Exercise objective: Output the entries from the line with "Looking at the image above, confirm the existence of any cloud" to the line with "[394,0,481,64]" as a two-column CSV headed text and answer, with one row per entry giving its text and its answer. Put each value in a single quoted field and replace any line breaks with spaces.
Start of Available records
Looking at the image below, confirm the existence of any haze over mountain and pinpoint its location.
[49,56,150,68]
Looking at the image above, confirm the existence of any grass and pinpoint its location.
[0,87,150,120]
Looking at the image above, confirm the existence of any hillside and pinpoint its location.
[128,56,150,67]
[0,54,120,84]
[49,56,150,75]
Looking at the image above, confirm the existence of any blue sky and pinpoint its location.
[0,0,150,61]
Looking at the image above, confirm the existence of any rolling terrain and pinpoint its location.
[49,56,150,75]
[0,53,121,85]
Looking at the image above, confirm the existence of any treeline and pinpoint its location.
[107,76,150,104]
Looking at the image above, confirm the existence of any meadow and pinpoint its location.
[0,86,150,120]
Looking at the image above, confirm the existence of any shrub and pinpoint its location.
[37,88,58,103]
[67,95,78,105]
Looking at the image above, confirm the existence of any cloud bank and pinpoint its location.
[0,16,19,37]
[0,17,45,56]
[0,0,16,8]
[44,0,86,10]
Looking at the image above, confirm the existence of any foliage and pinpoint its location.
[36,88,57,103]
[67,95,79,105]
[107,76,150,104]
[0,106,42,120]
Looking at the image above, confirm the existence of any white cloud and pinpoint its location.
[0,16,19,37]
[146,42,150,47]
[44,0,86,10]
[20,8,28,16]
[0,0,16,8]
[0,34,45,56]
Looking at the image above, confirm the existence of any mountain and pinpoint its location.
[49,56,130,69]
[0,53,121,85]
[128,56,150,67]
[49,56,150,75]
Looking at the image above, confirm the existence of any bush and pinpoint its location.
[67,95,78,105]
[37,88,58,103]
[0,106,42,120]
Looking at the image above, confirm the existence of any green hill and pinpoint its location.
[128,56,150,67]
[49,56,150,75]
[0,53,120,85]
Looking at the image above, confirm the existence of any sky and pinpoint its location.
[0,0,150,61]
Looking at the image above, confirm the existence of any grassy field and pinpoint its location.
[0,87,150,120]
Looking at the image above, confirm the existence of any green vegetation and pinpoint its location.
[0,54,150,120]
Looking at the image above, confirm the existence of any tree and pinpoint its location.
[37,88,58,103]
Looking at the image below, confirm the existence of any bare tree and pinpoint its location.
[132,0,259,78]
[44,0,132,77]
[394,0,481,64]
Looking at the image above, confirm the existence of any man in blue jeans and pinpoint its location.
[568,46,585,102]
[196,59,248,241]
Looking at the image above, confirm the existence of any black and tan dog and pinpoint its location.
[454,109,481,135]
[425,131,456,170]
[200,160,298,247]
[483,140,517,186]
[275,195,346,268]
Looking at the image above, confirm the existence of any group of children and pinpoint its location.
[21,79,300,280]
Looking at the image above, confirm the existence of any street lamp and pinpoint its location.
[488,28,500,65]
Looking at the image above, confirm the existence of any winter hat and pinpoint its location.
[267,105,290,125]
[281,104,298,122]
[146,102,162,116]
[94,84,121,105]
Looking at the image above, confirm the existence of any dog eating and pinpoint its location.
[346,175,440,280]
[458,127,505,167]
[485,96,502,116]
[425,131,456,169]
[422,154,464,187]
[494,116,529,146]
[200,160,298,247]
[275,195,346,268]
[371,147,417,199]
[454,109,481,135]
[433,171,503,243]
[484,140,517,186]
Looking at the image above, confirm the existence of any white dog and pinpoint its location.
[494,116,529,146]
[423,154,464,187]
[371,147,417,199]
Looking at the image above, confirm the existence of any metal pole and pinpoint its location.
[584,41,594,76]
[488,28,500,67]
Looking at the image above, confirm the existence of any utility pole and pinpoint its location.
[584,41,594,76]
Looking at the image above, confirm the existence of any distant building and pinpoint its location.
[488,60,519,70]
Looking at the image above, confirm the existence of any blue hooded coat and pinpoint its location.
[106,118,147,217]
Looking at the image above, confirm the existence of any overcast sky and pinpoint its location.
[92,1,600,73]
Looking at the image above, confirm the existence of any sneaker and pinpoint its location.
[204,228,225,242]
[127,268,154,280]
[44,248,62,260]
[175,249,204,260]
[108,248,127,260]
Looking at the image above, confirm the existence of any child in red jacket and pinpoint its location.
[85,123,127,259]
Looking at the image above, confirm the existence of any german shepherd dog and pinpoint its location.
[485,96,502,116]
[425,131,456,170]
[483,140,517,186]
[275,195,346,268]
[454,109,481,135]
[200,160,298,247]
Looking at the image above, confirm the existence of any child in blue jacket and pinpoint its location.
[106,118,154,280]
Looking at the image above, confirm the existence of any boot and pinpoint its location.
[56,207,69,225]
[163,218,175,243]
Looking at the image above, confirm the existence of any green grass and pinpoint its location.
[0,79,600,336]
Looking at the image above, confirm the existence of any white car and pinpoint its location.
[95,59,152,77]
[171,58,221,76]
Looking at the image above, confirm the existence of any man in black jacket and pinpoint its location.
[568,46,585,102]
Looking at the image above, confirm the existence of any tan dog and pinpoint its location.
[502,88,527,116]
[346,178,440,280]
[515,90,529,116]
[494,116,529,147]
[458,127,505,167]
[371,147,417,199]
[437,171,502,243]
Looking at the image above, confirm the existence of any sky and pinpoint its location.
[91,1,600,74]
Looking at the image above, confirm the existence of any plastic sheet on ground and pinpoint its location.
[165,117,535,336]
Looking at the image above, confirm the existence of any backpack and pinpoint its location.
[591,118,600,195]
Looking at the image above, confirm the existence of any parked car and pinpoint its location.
End of Available records
Solution to this task:
text,answer
"Looking at the image above, confirm the existence of any cloud bank and pinpoint its location.","[0,16,19,37] [0,17,45,56] [0,0,16,8] [44,0,86,10]"
"Looking at the image above, confirm the existence of any foliage and pinpoint its location.","[36,88,57,103] [67,95,79,105] [107,76,150,104] [0,106,42,120]"
"Looking at the image above, confirm the existence of any white cloud and pinpoint its location.","[0,16,19,37] [146,42,150,47] [44,0,86,10] [20,8,28,16] [0,0,16,8] [0,34,45,56]"
"Looking at the image above, confirm the existence of any mountain and pinpoint its location.","[49,56,130,69] [0,53,121,85] [128,56,150,67] [49,56,150,75]"
"Looking at the image above, confirm the existence of any bush and pinpoint its location.","[67,95,78,105] [37,88,58,103] [0,106,42,120]"
"Looking at the image above, confirm the existence of any green hill and pinpoint its location.","[128,56,150,67] [49,56,150,75] [0,53,120,85]"
"Looking at the image above, confirm the existence of any sky and pinpoint its location.","[0,0,150,61]"
"Looking at the image above, confirm the existence of any grassy field and pinpoint its location.","[0,87,150,120]"
"Looking at the image above, confirm the existence of any green vegetation and pinpoint its location.","[0,54,150,120]"
"Looking at the image above, confirm the existence of any tree and pinpoint its location.","[37,88,58,103]"
"Looking at the image below, confirm the existence of any bare tree and pinpoint its location.","[132,0,259,78] [44,0,132,77] [394,0,481,64]"